--- AIM OF THE TASK ---
Pick out each line of the records that includes the string "target", and copy it.

(Stored items)
_ _ _ _ _

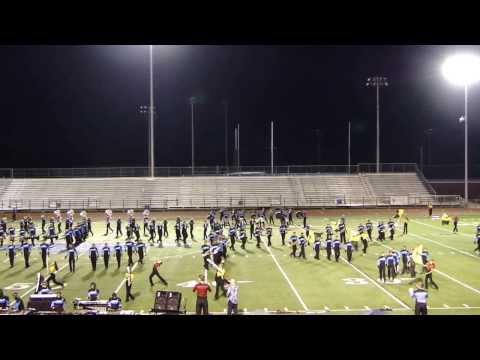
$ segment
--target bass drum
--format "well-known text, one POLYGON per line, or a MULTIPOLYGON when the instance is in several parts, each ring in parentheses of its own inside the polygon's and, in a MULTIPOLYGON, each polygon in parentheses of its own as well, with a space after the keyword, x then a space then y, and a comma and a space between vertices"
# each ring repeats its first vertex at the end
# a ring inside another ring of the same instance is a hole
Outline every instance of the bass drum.
POLYGON ((281 211, 275 211, 275 219, 282 220, 283 214, 281 211))

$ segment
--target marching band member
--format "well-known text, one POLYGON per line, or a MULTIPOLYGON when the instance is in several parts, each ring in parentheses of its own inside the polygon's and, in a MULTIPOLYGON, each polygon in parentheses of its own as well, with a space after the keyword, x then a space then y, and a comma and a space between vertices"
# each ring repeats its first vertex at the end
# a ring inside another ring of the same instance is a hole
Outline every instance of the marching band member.
POLYGON ((117 242, 117 244, 113 247, 113 250, 115 251, 115 258, 117 259, 117 269, 120 269, 120 265, 121 265, 121 262, 122 262, 122 252, 123 252, 123 248, 122 248, 122 245, 120 245, 119 242, 117 242))
POLYGON ((290 236, 290 239, 288 241, 292 248, 292 252, 290 253, 290 256, 293 256, 294 258, 297 257, 297 241, 298 241, 298 237, 297 237, 297 234, 294 232, 292 236, 290 236))
POLYGON ((203 240, 207 240, 208 220, 203 223, 203 240))
POLYGON ((261 238, 260 238, 260 235, 261 235, 262 231, 260 229, 260 227, 257 227, 255 229, 255 231, 253 232, 253 235, 255 236, 255 239, 257 240, 257 248, 260 249, 260 241, 261 241, 261 238))
POLYGON ((132 295, 132 286, 133 286, 133 274, 132 269, 130 266, 127 267, 127 273, 125 274, 125 290, 126 290, 126 297, 125 300, 128 302, 130 299, 135 300, 135 296, 132 295))
POLYGON ((45 224, 46 224, 47 220, 45 219, 45 215, 44 215, 44 214, 42 214, 42 215, 40 216, 40 219, 42 220, 42 235, 43 235, 43 234, 45 234, 45 224))
POLYGON ((127 256, 128 256, 128 266, 133 265, 133 252, 135 251, 135 244, 133 243, 132 240, 128 239, 125 242, 125 250, 127 251, 127 256))
POLYGON ((62 233, 62 214, 59 209, 55 210, 53 214, 55 215, 55 220, 57 221, 58 233, 61 234, 62 233))
POLYGON ((96 271, 97 260, 98 260, 98 249, 95 243, 93 243, 92 246, 90 246, 90 249, 88 249, 88 255, 90 257, 90 262, 92 263, 92 271, 96 271))
POLYGON ((347 260, 348 262, 352 262, 352 254, 353 254, 353 245, 351 241, 348 241, 345 245, 345 250, 347 252, 347 260))
POLYGON ((67 256, 70 272, 75 272, 75 261, 78 260, 78 252, 73 244, 68 245, 67 255, 65 257, 67 256))
POLYGON ((143 236, 147 236, 148 224, 149 224, 150 210, 143 210, 143 236))
POLYGON ((242 245, 240 246, 243 250, 245 250, 245 244, 247 243, 247 232, 245 231, 245 228, 240 228, 240 233, 238 234, 240 237, 240 240, 242 241, 242 245))
POLYGON ((268 226, 267 229, 267 241, 268 241, 268 246, 272 246, 272 227, 268 226))
POLYGON ((105 270, 108 269, 108 261, 110 260, 110 246, 108 246, 107 243, 102 248, 102 254, 103 254, 103 263, 105 265, 105 270))
POLYGON ((227 290, 225 289, 225 283, 228 281, 225 279, 225 269, 223 268, 223 261, 218 264, 217 271, 215 272, 215 300, 219 298, 218 292, 222 290, 222 295, 227 296, 227 290))
POLYGON ((340 223, 338 224, 338 228, 336 229, 336 231, 339 232, 339 234, 340 234, 340 242, 345 243, 345 242, 346 242, 346 238, 345 238, 345 232, 346 232, 345 222, 343 222, 343 221, 341 220, 340 223))
POLYGON ((17 248, 13 240, 10 240, 10 245, 7 246, 7 256, 10 261, 10 267, 12 268, 15 262, 15 256, 17 255, 17 248))
POLYGON ((393 240, 393 235, 395 234, 395 223, 392 219, 388 220, 388 230, 390 230, 390 240, 393 240))
POLYGON ((90 219, 90 218, 87 218, 87 229, 88 229, 88 233, 92 234, 92 236, 93 236, 92 219, 90 219))
POLYGON ((187 231, 187 223, 185 221, 182 221, 181 229, 182 229, 183 244, 186 247, 187 246, 187 239, 188 239, 188 231, 187 231))
POLYGON ((204 241, 203 245, 201 246, 202 257, 203 257, 203 267, 205 270, 208 270, 208 259, 211 258, 211 246, 208 244, 207 240, 204 241))
POLYGON ((58 265, 56 261, 53 261, 50 263, 48 271, 49 271, 49 275, 45 279, 47 286, 50 287, 50 281, 53 281, 55 285, 59 285, 63 288, 65 285, 61 281, 56 279, 56 273, 58 271, 58 265))
POLYGON ((148 224, 148 232, 150 234, 150 237, 148 239, 148 242, 151 244, 155 244, 155 220, 152 219, 150 220, 150 223, 148 224))
POLYGON ((285 246, 285 235, 287 234, 287 225, 280 225, 280 236, 282 237, 282 246, 285 246))
POLYGON ((168 238, 168 221, 167 219, 163 220, 163 235, 165 235, 166 238, 168 238))
POLYGON ((141 239, 137 242, 136 248, 138 254, 138 262, 143 265, 143 258, 145 256, 147 248, 141 239))
POLYGON ((58 235, 55 233, 55 225, 53 223, 50 223, 50 225, 48 226, 48 231, 47 231, 46 238, 50 239, 50 244, 51 245, 53 245, 53 239, 55 239, 55 240, 58 239, 58 235))
POLYGON ((30 264, 29 264, 28 260, 30 258, 30 253, 32 252, 32 245, 25 242, 21 245, 21 248, 23 250, 23 258, 25 260, 25 267, 28 268, 28 267, 30 267, 30 264))
POLYGON ((387 263, 387 276, 389 281, 395 280, 395 256, 393 253, 390 251, 387 258, 386 258, 386 263, 387 263))
POLYGON ((107 310, 117 311, 122 308, 122 300, 117 296, 116 293, 113 293, 110 299, 108 299, 107 310))
POLYGON ((235 239, 237 237, 237 229, 233 226, 230 226, 228 230, 228 236, 230 236, 230 249, 235 250, 235 239))
POLYGON ((320 247, 321 247, 321 234, 318 237, 315 237, 315 241, 313 242, 313 251, 315 251, 314 258, 320 260, 320 247))
POLYGON ((385 240, 385 225, 383 224, 383 221, 379 221, 377 225, 377 231, 378 231, 378 241, 384 241, 385 240))
POLYGON ((332 234, 327 233, 327 239, 325 240, 325 243, 326 243, 325 249, 327 251, 327 259, 331 261, 332 260, 332 243, 333 243, 332 234))
POLYGON ((298 257, 306 259, 305 246, 307 245, 307 239, 305 239, 303 233, 301 233, 298 238, 298 245, 300 246, 300 254, 298 255, 298 257))
POLYGON ((97 301, 99 295, 100 295, 100 290, 97 289, 97 284, 92 282, 87 292, 88 301, 97 301))
POLYGON ((158 272, 158 269, 160 266, 163 264, 163 261, 157 260, 153 263, 153 268, 152 268, 152 273, 150 274, 150 277, 148 280, 150 281, 150 286, 153 286, 153 277, 156 276, 160 279, 160 281, 165 285, 168 286, 168 282, 160 275, 158 272))
POLYGON ((41 258, 42 258, 42 269, 45 269, 47 267, 47 256, 49 254, 49 246, 48 244, 45 242, 45 239, 42 241, 42 243, 40 244, 40 255, 41 255, 41 258))
POLYGON ((162 247, 162 236, 163 236, 162 221, 159 221, 157 224, 157 233, 158 233, 158 247, 162 247))
POLYGON ((340 258, 340 240, 335 239, 333 240, 333 253, 335 254, 335 261, 338 262, 340 258))
POLYGON ((104 236, 107 236, 110 231, 113 233, 112 226, 110 225, 110 222, 112 221, 112 214, 113 214, 112 210, 110 209, 105 210, 105 215, 106 215, 105 221, 107 223, 107 228, 104 236))
MULTIPOLYGON (((228 223, 228 221, 227 221, 227 223, 228 223)), ((193 219, 190 219, 190 222, 188 224, 190 226, 190 237, 192 238, 192 241, 195 241, 194 237, 193 237, 193 226, 194 226, 193 219)), ((230 224, 228 224, 228 225, 230 225, 230 224)))
POLYGON ((363 256, 365 256, 367 254, 367 248, 368 248, 368 241, 365 233, 362 233, 360 235, 360 240, 362 241, 362 245, 363 245, 363 249, 362 249, 363 256))
POLYGON ((62 296, 61 292, 57 293, 57 298, 52 301, 50 309, 58 313, 62 313, 65 311, 65 298, 62 296))
POLYGON ((379 281, 383 281, 384 283, 387 281, 387 277, 385 276, 385 264, 386 264, 386 257, 385 254, 382 254, 377 259, 377 267, 379 273, 379 281))
POLYGON ((115 235, 115 239, 118 239, 119 236, 123 236, 123 233, 122 233, 122 219, 121 218, 117 219, 117 234, 115 235))

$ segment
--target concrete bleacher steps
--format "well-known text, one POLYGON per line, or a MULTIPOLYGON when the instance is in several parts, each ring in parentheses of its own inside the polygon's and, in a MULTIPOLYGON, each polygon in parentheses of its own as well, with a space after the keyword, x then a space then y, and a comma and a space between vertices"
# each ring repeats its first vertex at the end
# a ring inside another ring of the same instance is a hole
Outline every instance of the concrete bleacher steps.
POLYGON ((376 196, 411 194, 429 194, 415 173, 4 179, 0 205, 3 209, 301 207, 342 205, 342 199, 365 205, 376 196))

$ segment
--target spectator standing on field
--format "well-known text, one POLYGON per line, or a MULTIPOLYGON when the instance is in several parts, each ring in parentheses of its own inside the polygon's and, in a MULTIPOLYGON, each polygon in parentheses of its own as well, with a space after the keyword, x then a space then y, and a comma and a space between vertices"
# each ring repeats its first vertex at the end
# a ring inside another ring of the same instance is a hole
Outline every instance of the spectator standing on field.
POLYGON ((427 299, 428 292, 423 288, 423 284, 419 281, 416 289, 409 289, 410 296, 415 299, 415 315, 427 315, 427 299))
POLYGON ((432 217, 432 213, 433 213, 433 205, 432 203, 428 203, 428 216, 432 217))
POLYGON ((230 285, 227 289, 227 315, 238 314, 238 285, 235 279, 230 280, 230 285))
POLYGON ((208 292, 211 292, 212 288, 205 282, 205 276, 199 275, 198 282, 193 287, 193 292, 197 293, 196 314, 208 315, 208 292))

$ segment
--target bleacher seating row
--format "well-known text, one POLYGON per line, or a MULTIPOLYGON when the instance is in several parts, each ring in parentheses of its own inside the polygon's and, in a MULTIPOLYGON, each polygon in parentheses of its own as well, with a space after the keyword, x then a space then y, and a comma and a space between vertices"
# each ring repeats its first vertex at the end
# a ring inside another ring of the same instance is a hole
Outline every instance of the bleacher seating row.
POLYGON ((431 195, 416 173, 3 179, 0 206, 42 209, 375 205, 378 198, 431 195))

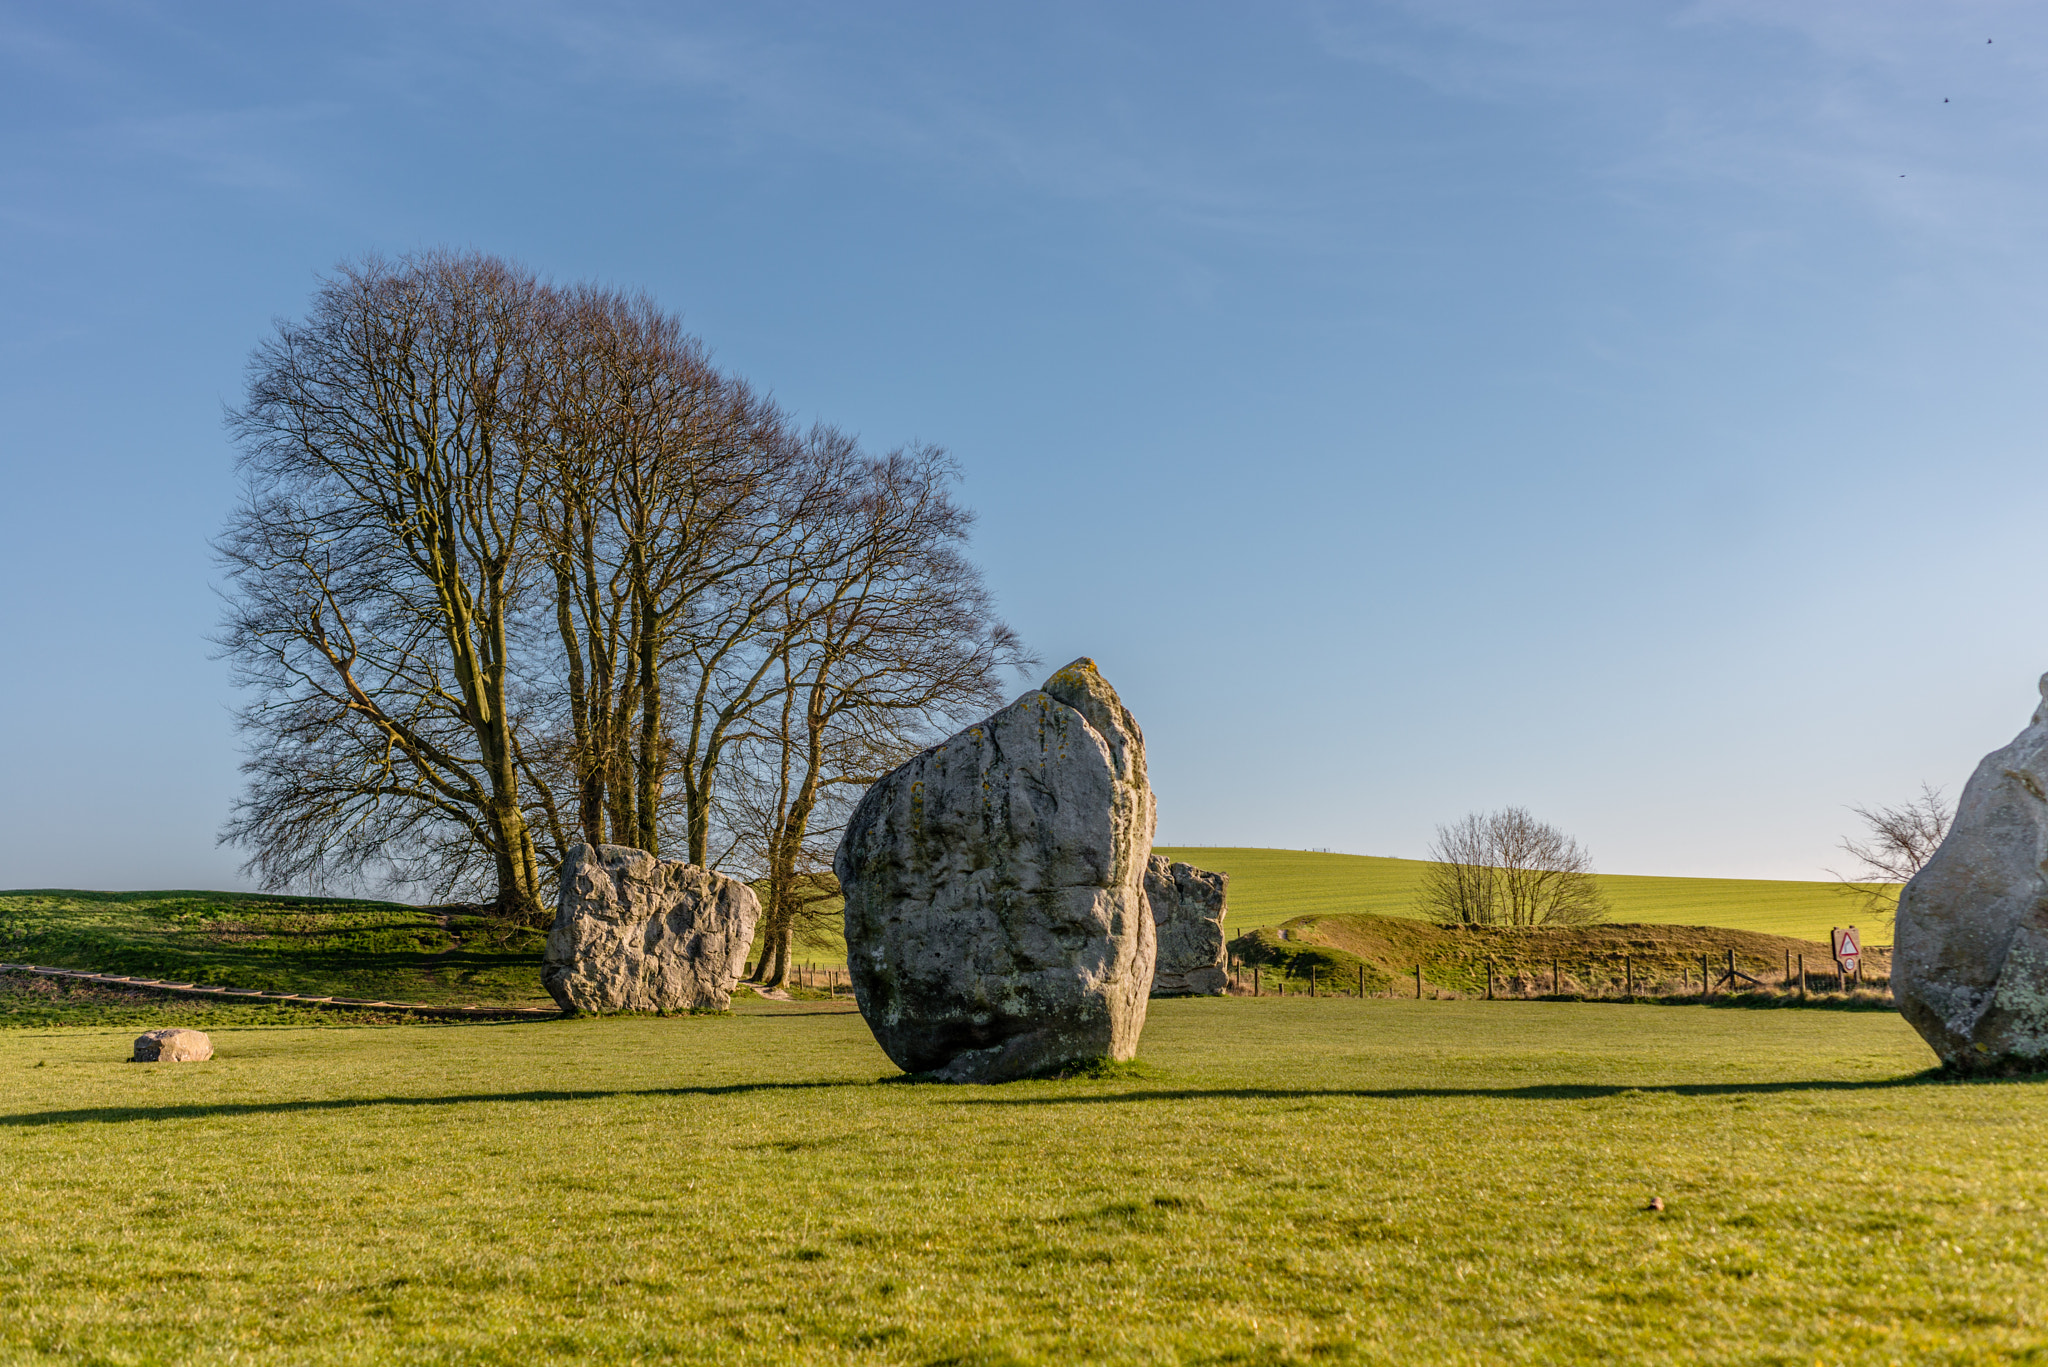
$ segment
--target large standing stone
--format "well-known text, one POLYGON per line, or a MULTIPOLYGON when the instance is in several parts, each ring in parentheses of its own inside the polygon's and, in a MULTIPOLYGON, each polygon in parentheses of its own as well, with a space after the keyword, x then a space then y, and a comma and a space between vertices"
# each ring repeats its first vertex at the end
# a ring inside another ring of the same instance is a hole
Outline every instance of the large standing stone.
POLYGON ((1227 873, 1192 864, 1169 864, 1155 854, 1145 868, 1145 897, 1159 936, 1155 997, 1220 997, 1230 983, 1224 971, 1223 905, 1227 873))
POLYGON ((760 919, 736 878, 625 845, 571 845, 540 980, 564 1011, 722 1011, 760 919))
POLYGON ((870 788, 833 868, 854 999, 898 1067, 1128 1059, 1155 947, 1145 738, 1076 660, 870 788))
POLYGON ((137 1063, 204 1063, 213 1057, 213 1041, 204 1030, 152 1030, 135 1041, 137 1063))
POLYGON ((1899 896, 1892 998, 1963 1072, 2048 1069, 2048 675, 2041 695, 1899 896))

_ _ _ _ _

--- SOLUTION TO THIS TASK ---
--target bass drum
--target marching band member
--target concrete bleacher steps
--target spectator standing on field
--target bleacher seating row
--target large standing stone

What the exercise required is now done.